Natural language region descriptions
****************************************

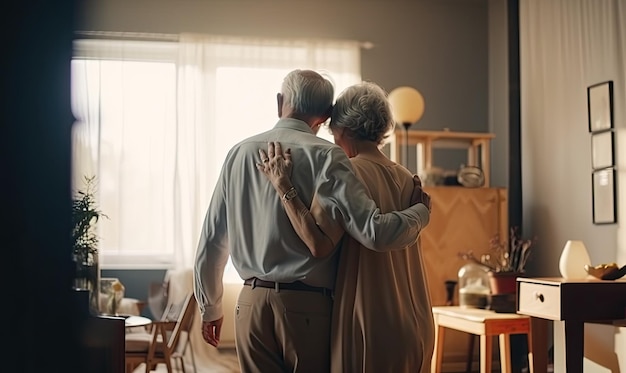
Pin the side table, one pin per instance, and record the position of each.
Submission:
(570, 303)
(486, 324)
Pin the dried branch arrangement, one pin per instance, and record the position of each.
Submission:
(504, 256)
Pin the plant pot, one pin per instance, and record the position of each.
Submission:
(88, 278)
(503, 282)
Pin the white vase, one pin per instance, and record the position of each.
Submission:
(573, 259)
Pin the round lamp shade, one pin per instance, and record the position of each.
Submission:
(407, 104)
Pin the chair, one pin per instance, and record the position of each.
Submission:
(167, 339)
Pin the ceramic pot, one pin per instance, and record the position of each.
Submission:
(503, 282)
(573, 259)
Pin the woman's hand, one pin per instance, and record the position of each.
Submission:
(277, 166)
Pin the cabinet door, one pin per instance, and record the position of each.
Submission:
(462, 219)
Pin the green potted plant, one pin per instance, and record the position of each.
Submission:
(85, 215)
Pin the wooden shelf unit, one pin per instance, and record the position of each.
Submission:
(476, 143)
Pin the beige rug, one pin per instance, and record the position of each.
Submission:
(222, 361)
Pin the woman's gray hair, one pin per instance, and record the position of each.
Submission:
(363, 109)
(308, 92)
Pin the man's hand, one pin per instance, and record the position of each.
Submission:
(211, 331)
(419, 196)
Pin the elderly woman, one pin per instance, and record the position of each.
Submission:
(382, 318)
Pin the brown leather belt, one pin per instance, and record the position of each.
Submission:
(297, 285)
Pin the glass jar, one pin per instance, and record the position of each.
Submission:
(473, 286)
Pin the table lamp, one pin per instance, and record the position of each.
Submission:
(407, 107)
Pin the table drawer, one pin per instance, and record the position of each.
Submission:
(540, 300)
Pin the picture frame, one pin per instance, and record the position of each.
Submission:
(602, 150)
(600, 106)
(603, 189)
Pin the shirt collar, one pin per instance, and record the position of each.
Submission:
(294, 124)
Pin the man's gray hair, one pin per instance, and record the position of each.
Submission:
(308, 92)
(363, 109)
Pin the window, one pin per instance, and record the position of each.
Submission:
(154, 121)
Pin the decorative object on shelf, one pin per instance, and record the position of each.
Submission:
(450, 286)
(85, 215)
(609, 271)
(407, 107)
(504, 264)
(471, 176)
(473, 286)
(573, 259)
(433, 176)
(111, 295)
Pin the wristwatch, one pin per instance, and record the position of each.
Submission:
(290, 194)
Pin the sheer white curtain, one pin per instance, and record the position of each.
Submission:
(566, 46)
(227, 91)
(156, 119)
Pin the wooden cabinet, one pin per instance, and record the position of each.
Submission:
(462, 219)
(477, 145)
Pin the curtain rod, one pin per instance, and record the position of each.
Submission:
(127, 35)
(155, 36)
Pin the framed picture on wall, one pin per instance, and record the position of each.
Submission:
(602, 150)
(603, 189)
(600, 106)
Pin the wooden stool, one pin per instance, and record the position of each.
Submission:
(486, 324)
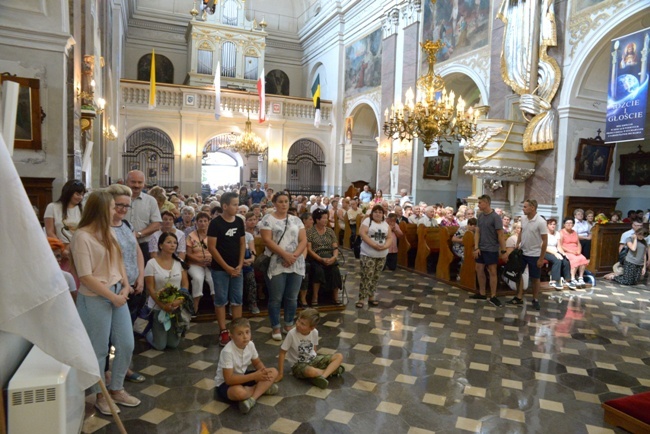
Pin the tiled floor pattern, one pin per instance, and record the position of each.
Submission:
(428, 359)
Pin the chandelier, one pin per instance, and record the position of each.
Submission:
(432, 116)
(248, 143)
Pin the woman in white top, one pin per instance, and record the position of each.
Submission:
(103, 293)
(285, 240)
(376, 238)
(165, 268)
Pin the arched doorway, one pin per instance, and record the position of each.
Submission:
(151, 151)
(220, 166)
(305, 167)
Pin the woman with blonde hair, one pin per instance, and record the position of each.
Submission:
(103, 294)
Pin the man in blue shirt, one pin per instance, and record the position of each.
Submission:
(366, 195)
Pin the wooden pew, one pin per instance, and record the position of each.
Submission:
(446, 256)
(409, 241)
(468, 269)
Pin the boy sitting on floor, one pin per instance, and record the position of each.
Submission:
(234, 382)
(299, 348)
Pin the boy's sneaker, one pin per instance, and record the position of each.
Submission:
(224, 338)
(102, 406)
(320, 382)
(495, 302)
(123, 398)
(273, 390)
(246, 405)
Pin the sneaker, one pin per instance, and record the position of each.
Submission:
(495, 302)
(122, 397)
(224, 338)
(320, 382)
(246, 405)
(102, 406)
(515, 301)
(273, 390)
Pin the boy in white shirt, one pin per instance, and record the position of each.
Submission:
(234, 382)
(299, 348)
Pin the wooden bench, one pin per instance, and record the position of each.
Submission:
(408, 242)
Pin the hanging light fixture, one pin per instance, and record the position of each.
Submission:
(431, 116)
(248, 143)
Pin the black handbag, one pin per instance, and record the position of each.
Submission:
(263, 261)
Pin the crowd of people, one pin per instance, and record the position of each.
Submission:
(144, 258)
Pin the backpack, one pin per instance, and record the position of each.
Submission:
(515, 266)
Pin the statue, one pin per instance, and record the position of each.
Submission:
(528, 69)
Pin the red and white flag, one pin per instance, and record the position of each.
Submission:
(261, 90)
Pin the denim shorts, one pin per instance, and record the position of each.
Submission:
(227, 288)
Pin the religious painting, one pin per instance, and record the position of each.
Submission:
(438, 168)
(635, 168)
(461, 25)
(363, 64)
(28, 113)
(594, 159)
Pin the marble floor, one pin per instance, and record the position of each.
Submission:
(428, 359)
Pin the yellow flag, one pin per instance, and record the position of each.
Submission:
(152, 82)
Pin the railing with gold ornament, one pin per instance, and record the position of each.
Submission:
(135, 95)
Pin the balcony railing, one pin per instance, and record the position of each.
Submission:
(135, 95)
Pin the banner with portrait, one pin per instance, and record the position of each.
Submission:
(627, 95)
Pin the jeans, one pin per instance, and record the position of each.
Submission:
(227, 288)
(283, 291)
(103, 321)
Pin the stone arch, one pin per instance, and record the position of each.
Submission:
(164, 69)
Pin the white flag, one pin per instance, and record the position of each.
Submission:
(36, 302)
(217, 92)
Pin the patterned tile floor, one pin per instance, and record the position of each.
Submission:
(428, 359)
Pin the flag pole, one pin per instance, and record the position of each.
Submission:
(111, 405)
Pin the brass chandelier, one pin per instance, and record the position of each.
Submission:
(432, 116)
(248, 143)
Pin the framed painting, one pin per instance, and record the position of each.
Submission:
(593, 160)
(28, 115)
(635, 168)
(438, 168)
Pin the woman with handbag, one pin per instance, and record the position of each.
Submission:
(285, 240)
(323, 251)
(103, 294)
(165, 269)
(376, 238)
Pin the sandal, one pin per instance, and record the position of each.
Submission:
(135, 377)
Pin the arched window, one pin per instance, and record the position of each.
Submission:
(152, 152)
(228, 59)
(164, 69)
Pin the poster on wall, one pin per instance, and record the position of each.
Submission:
(627, 95)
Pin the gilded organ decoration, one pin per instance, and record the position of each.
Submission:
(528, 69)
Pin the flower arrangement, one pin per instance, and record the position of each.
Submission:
(601, 219)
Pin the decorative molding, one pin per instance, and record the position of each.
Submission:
(586, 22)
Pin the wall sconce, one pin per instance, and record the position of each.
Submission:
(110, 133)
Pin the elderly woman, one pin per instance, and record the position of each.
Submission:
(322, 249)
(560, 266)
(167, 225)
(186, 223)
(569, 246)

****************************************

All entries should be reproduced exactly; no picture belongs in the result.

Pin the side table, one pin per instance, and record the position of each.
Submission:
(570, 303)
(486, 324)
Pin the dried branch arrangement, one pin per instance, and record the position of each.
Submission:
(504, 256)
Pin the plant pot, one pin per instance, and record the position of each.
Submission:
(88, 278)
(503, 282)
Pin the white vase, one pin per instance, and record the position of each.
Submission:
(573, 259)
Pin the round lamp shade, one pin per instance, and record the position of each.
Submission:
(407, 104)
Pin the chair, one pin per instance, and record the position of each.
Submission:
(167, 339)
Pin the ceramic pot, one pin per instance, and record the position of each.
Submission:
(503, 282)
(573, 259)
Pin the woman's hand, one pin per instance, and record the position of each.
Submission:
(277, 166)
Pin the cabinet door, one pin per instance, and record the position of each.
Submission:
(462, 219)
Pin the green potted plant, one pin per instance, and record the position of each.
Submission:
(85, 215)
Pin the wooden shelf unit, one pin per instance, and record the position of each.
Submission:
(476, 143)
Pin the beige rug, one pin per instance, and record the position of each.
Submission:
(222, 361)
Pin the woman's gray hair, one pin per instance, and record the position of each.
Submission:
(363, 109)
(308, 92)
Pin the man's hand, one pin per instance, and record the position of each.
Submission:
(211, 331)
(419, 196)
Pin the elderly woman, one pin per instance, and record the position of each.
Submission:
(382, 318)
Pin the brown leather belt, one pin per instance, and record the position of each.
Submission:
(297, 285)
Pin the glass jar, one pin per instance, and record the position of each.
Submission:
(473, 286)
Pin the table lamp, one pin per instance, and record the position of each.
Submission:
(407, 107)
Pin the table drawer, one pin per instance, and record the position of each.
Submission:
(540, 300)
Pin the picture frame, one pin per instance, and record the position of each.
Submission:
(602, 150)
(600, 106)
(603, 189)
Pin the shirt collar, one pin per instance, and record the position of each.
Submission:
(294, 124)
Pin the man's gray hair, one pin per instance, and record the position of each.
Submission:
(308, 92)
(363, 109)
Pin the window, one pin per instance, and record the position of each.
Submission:
(154, 121)
Pin the decorative object on shelf, one pin per instance, and record the position of each.
Submission:
(450, 286)
(85, 215)
(609, 271)
(407, 107)
(504, 264)
(471, 176)
(473, 286)
(573, 259)
(433, 176)
(111, 295)
Pin the wristwatch, one pin per instance, and record the position of each.
Submission:
(290, 194)
Pin the sheer white curtain, one pin per instance, and record the position of each.
Submission:
(566, 46)
(227, 91)
(156, 119)
Pin the wooden cabinet, one pin per instance, and record the position of each.
Submission:
(462, 219)
(477, 145)
Pin the curtain rod, one pin per instance, and record the position of each.
Submission:
(127, 35)
(155, 36)
Pin the framed picture on wall, one pin per instance, and record the position of each.
Submission:
(602, 150)
(603, 189)
(600, 106)
Pin the wooden stool, one pin per instance, and record the position of each.
Submission:
(486, 324)
Pin the tiled floor pattern, one pin per instance, and record the position of each.
Submission:
(428, 359)
Pin the chandelier, one pin per instance, and record the position of each.
Submission:
(432, 116)
(248, 143)
Pin the woman in white top, one pin per instance, and record the position of each.
Submission:
(103, 293)
(285, 240)
(376, 238)
(165, 268)
Pin the arched doorway, one pin per instance, and record the position of each.
Submission:
(151, 151)
(220, 166)
(305, 167)
Pin the woman with blonde hair, one pin per instance, and record the position of each.
Submission:
(103, 294)
Pin the man in blue shirt, one pin per instance, and record the position of each.
Submission:
(366, 195)
Pin the wooden pew, one pin per instance, and record the position of each.
Submission:
(446, 256)
(409, 241)
(468, 269)
Pin the boy sitting on floor, one pin per instance, and record the position of each.
Submission:
(234, 382)
(299, 348)
Pin the boy's sneaker, one pin per instance, and record the position of each.
Submission:
(224, 338)
(102, 406)
(320, 382)
(495, 302)
(123, 398)
(273, 390)
(246, 405)
Pin the sneaker, one pin per instance, and record the position of each.
Submission:
(495, 302)
(122, 397)
(224, 338)
(320, 382)
(246, 405)
(102, 406)
(515, 301)
(273, 390)
Pin the boy in white shirt, one pin per instance, and record the position of each.
Submission:
(234, 382)
(299, 348)
Pin the wooden bench, one pin per instance, and record the position of each.
Submission:
(408, 242)
Pin the hanging light fixture, one pin per instance, and record the position of each.
Submission:
(431, 116)
(248, 143)
Pin the black handbag, one pin per instance, and record the position of each.
Submission:
(263, 261)
Pin the crowd of people, one pin per instance, and record the position of each.
Submission:
(144, 258)
Pin the backpack, one pin per instance, and record the position of each.
Submission:
(515, 266)
Pin the statue, one pin per instance, and record the position of each.
Submission:
(528, 69)
Pin the red and white flag, one pin per instance, and record the position of each.
Submission:
(261, 90)
Pin the denim shorts, one pin per instance, and record the position of each.
Submission:
(227, 288)
Pin the religious painting, one pin per instance, and record the position of each.
Submission:
(438, 168)
(635, 168)
(461, 25)
(363, 64)
(28, 113)
(594, 159)
Pin the marble floor, one pin per instance, and record the position of each.
Submission:
(428, 359)
Pin the yellow flag, one pin per instance, and record the position of each.
Submission:
(152, 82)
Pin the railing with gold ornament, one pin per instance, and record the position of each.
Submission:
(135, 95)
Pin the balcony railing, one pin per instance, and record the position of each.
Submission:
(135, 95)
Pin the banner with portrait, one pin per instance, and record the position of each.
Submission:
(627, 95)
Pin the jeans, one pin per instance, and record the position of each.
Submission:
(227, 288)
(283, 291)
(103, 321)
Pin the stone arch, one pin per instance, and record the position of each.
Submission:
(164, 69)
Pin the white flag, one pin per instance, and record the position of each.
Submission:
(36, 302)
(217, 92)
Pin the patterned tile floor, one pin per instance, and record the position of each.
Submission:
(428, 359)
Pin the flag pole, one pin per instance, and record the position of each.
Submission:
(111, 405)
Pin the brass chandelier, one pin per instance, and record the position of each.
Submission:
(432, 116)
(248, 143)
Pin the framed painting, one pin per instance, and record the position of each.
Submission:
(593, 160)
(28, 115)
(635, 168)
(438, 168)
Pin the woman with handbag, one pin per instance, and record the position of each.
Submission:
(285, 240)
(323, 251)
(103, 294)
(165, 269)
(376, 238)
Pin the sandal, one pin per instance, and record the position of each.
Submission:
(135, 377)
Pin the arched window, one pin per instance, and record the position of each.
Submission:
(152, 152)
(228, 59)
(164, 69)
Pin the poster on wall, one pin per instance, and record the position of each.
Submission:
(627, 95)
Pin the gilded organ decoration, one pin per instance, and record the position of each.
Submission:
(528, 69)
Pin the flower arrangement, one pin per instance, and record the position of each.
Submission:
(601, 219)
Pin the decorative molding, one pin per instance, and record the position of each.
Submission:
(586, 22)
Pin the wall sconce, one pin per instance, and record the position of each.
Submission:
(110, 133)
Pin the elderly woman, one pin per instance, and record the position of each.
Submission:
(322, 249)
(560, 266)
(167, 225)
(186, 223)
(569, 246)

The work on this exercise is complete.